- _Work instructions_
The records that follow should be retyped word for word.

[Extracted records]
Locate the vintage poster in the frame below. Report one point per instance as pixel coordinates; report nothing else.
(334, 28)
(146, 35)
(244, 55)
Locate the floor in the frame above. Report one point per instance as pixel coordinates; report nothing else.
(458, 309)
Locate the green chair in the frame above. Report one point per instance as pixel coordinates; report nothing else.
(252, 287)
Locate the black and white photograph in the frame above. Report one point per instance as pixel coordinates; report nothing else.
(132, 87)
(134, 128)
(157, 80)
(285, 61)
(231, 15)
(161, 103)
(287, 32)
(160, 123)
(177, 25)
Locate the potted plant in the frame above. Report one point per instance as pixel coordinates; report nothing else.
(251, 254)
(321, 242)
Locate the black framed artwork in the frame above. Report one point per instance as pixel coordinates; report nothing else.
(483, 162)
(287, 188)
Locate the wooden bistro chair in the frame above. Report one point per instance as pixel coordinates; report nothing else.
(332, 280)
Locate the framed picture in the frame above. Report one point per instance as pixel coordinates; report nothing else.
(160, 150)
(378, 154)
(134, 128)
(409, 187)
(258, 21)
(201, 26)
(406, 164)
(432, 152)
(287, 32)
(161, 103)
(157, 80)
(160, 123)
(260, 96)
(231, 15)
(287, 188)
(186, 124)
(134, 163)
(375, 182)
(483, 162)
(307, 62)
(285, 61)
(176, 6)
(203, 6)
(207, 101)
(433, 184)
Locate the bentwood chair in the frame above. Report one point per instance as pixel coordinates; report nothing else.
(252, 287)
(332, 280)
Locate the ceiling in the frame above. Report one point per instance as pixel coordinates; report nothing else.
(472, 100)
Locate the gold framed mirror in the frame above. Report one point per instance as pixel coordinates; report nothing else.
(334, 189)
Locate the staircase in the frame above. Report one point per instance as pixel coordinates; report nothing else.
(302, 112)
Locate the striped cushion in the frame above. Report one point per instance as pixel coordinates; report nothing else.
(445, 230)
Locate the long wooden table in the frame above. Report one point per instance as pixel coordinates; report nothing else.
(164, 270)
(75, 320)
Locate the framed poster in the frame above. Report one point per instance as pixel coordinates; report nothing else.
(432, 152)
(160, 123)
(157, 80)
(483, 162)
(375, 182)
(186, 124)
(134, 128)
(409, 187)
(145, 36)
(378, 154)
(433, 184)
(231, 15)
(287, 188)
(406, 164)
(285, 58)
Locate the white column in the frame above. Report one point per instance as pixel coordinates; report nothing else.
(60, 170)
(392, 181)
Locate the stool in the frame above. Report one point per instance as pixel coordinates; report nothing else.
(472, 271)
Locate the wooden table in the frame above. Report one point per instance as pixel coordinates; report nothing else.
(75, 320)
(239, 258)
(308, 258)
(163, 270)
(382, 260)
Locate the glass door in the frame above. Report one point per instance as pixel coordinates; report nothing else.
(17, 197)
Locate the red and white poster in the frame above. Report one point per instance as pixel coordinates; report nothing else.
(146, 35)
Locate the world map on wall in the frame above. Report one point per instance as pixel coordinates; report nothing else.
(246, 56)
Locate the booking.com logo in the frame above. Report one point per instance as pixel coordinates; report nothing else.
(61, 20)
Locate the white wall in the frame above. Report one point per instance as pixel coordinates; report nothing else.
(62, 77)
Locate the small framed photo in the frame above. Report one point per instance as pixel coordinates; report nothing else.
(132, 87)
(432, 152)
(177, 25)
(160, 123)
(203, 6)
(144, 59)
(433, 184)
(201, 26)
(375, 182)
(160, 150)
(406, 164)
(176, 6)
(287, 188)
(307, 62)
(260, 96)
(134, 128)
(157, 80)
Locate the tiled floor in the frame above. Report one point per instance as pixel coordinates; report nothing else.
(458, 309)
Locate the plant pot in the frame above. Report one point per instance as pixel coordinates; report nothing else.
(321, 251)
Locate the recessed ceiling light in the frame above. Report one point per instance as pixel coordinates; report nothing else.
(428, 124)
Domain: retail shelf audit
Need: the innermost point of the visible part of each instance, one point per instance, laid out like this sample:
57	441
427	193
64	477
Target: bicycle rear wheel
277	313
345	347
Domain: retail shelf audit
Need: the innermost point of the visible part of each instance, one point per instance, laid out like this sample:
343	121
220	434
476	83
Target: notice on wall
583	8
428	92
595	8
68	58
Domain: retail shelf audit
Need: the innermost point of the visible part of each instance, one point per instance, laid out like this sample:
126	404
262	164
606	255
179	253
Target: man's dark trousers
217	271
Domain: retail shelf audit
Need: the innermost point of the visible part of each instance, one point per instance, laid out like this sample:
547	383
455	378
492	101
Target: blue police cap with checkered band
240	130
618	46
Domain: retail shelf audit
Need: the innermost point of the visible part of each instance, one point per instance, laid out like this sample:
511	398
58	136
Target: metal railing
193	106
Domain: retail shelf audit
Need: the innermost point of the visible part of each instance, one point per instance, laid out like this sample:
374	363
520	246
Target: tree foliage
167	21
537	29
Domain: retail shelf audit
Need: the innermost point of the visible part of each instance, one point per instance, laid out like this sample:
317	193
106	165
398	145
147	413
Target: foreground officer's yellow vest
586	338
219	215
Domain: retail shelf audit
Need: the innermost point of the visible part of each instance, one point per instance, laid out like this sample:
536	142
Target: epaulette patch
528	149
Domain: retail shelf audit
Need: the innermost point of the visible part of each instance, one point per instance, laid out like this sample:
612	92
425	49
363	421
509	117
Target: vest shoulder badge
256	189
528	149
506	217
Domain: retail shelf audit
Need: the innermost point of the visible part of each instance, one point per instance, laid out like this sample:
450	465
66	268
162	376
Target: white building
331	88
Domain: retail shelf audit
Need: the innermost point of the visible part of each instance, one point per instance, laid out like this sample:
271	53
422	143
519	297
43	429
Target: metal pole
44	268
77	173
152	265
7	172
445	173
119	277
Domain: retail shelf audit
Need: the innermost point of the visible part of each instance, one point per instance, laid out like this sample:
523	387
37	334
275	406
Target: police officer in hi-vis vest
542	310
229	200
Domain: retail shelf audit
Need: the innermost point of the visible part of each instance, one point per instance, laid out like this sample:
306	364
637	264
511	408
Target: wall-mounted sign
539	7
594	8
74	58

- _Solved problem_
Locate the vintage poster in the frame below. Report one point per instance as pixel coordinates; report nothing else.
(334, 28)
(146, 35)
(244, 55)
Locate the floor in the frame above. Report one point per instance as pixel coordinates; report nothing else.
(458, 309)
Locate the green chair in the frame above. Report one point per instance as pixel coordinates; report nothing else.
(252, 287)
Locate the black and white photograph in the frame above. Report one point per instance as pixel coordinates; report nothing else.
(132, 87)
(134, 128)
(157, 80)
(285, 61)
(231, 15)
(161, 103)
(287, 32)
(160, 123)
(177, 25)
Locate the potted plant in the frame above. Report one point per instance as pixel coordinates; report nothing else.
(251, 254)
(321, 242)
Locate the black framed artwork in the frame above. Report one point per instance as pixel coordinates; report nothing else.
(483, 162)
(287, 188)
Locate the wooden bistro chair in the frame above. Report one point per instance as pixel coordinates; report nothing else.
(332, 280)
Locate the framed picture in the frame above. Report one point per instance as pixel coordinates; report nothing else.
(160, 150)
(378, 154)
(134, 128)
(409, 187)
(258, 21)
(201, 26)
(406, 164)
(432, 152)
(287, 32)
(161, 103)
(157, 80)
(160, 123)
(260, 96)
(231, 15)
(287, 188)
(186, 124)
(134, 163)
(375, 182)
(483, 162)
(307, 62)
(285, 61)
(176, 6)
(203, 6)
(207, 101)
(433, 184)
Locate the bentwood chair in the frame above. Report one point per instance as pixel coordinates; report nothing else.
(252, 287)
(332, 280)
Locate the ceiling in the frame above. Report one point per instance as pixel coordinates; report nothing else.
(472, 100)
Locate the gold framed mirror in the frame above. Report one point per instance as pixel coordinates; report nothing else.
(334, 189)
Locate the staircase in the frame above. Report one point per instance as pixel coordinates; report nothing else.
(302, 112)
Locate the striped cushion in the frame above. Report one point per instance as pixel coordinates; report nothing else.
(445, 230)
Locate the long wooden table in the frame above. Report one point per instance as pixel coordinates; report nothing else.
(164, 270)
(75, 320)
Locate the framed poster in the frame above. Report one point per instance as pixel coordinates; report nothing else.
(432, 152)
(160, 123)
(157, 80)
(483, 162)
(375, 182)
(186, 124)
(134, 128)
(409, 187)
(145, 36)
(378, 154)
(433, 184)
(231, 15)
(287, 188)
(406, 164)
(285, 58)
Locate the white column in the frame above. Report one point per instance as pixel coordinates; report nothing else.
(60, 170)
(392, 181)
Locate the stool in the frame above. Report one point per instance as pixel coordinates; report nothing else.
(472, 271)
Locate the wooden table in the frame above. Report one point per instance as pixel coordinates; report nothing else.
(75, 320)
(239, 258)
(308, 258)
(163, 270)
(382, 260)
Locate the glass door in the frame above. Report one point per instance as pixel coordinates; report nothing else.
(17, 197)
Locate the red and white poster in the frame above. Report one point per instance as pixel coordinates; report nothing else.
(146, 35)
Locate the world map on wall in the frame above. Report one point per instance as pixel coordinates; report nothing else.
(246, 56)
Locate the booking.com logo in the frame above. Report one point per instance as pixel coordinates; report nothing else.
(61, 20)
Locate the white wall in the frame above. Report one point per instance as pixel coordinates; report nothing else.
(62, 77)
Locate the small framed photo in the frame above. Report one point per instance as pixel coordinates; report nothing else.
(132, 87)
(432, 152)
(177, 25)
(160, 123)
(203, 6)
(144, 59)
(433, 184)
(201, 26)
(375, 182)
(160, 150)
(406, 164)
(176, 6)
(287, 188)
(307, 62)
(260, 96)
(134, 128)
(157, 80)
Locate the tiled floor in the frame above. Report one point per instance as pixel coordinates; report nothing else.
(458, 309)
Locate the plant pot in the frame above. Report one point per instance as pixel coordinates; report nothing else.
(321, 251)
Locate the recessed ceiling light in the frame above. Report one point per instance as pixel coordinates; report nothing else.
(428, 124)
Domain: retail shelf audit
Need: the innermost point of the visible part of each instance, one point per instance, laid out like this sample:
57	441
427	193
64	477
Target: bicycle rear wheel
277	313
345	347
Domain: retail shelf audit
Need: the innermost point of the visible part of each instance, one point per instance, laid out like this sample:
343	121
220	434
476	83
Target: notice on wall
583	8
428	92
595	8
68	58
Domain: retail shelf audit
Need: the innermost point of the visible part of each instance, one point per instance, laid out like this sample:
126	404
262	164
606	255
179	253
Target: man's dark trousers
217	271
Domain: retail shelf audit
Need: the innermost point of the visible part of each instance, one point per instance, laid out like this sample:
547	383
455	378
492	101
Target: blue police cap with checkered band
240	130
618	46
Domain: retail shelf audit
Need: the innermost point of the visible part of each instance, one point per instance, laid out like this sample:
511	398
58	136
Target: metal railing
193	106
Domain: retail shelf audit
Need: the innermost point of the visible part of each instance, one point per instance, laid out like this sample:
374	363
520	246
Target: tree foliage
167	21
537	29
Domain: retail shelf audit
Need: the innermost point of the visible part of each instance, one point per instance, laid out like this sample:
317	193
106	165
398	145
147	413
Target: foreground officer's yellow vest
586	338
219	215
Domain: retail shelf audit
Need: the innermost point of the visible part of each instance, one point per instance, laid out like this sample:
536	142
Target: epaulette patch
528	149
Domain: retail shelf audit
Need: the innermost point of the visible part of each instance, one point per instance, laid out like this sample:
612	92
425	49
363	421
509	117
Target: vest shoulder badge
256	189
528	149
506	217
Domain: retail shelf audit
Need: the innermost point of the visible part of each instance, one point per instance, laid out like this sample:
450	465
66	268
162	376
Target: white building
331	88
Domain: retail shelf audit
Need: the innermost point of the visible part of each instance, one point per instance, laid out like this sample:
271	53
422	143
519	297
43	429
Target: metal pole
44	268
77	173
152	265
7	172
445	173
119	277
Domain: retail shelf audit
Need: the innermost point of the visible part of each instance, one point per instance, laid out like this sample:
523	387
37	334
275	406
Target: police officer in hi-vis vest
542	310
229	200
Domain: retail shelf audit
Need: the innermost point of the visible part of each instance, one point per instance, laid out like this sample:
306	364
637	264
511	408
Target: wall-mounted sign
539	7
594	8
74	58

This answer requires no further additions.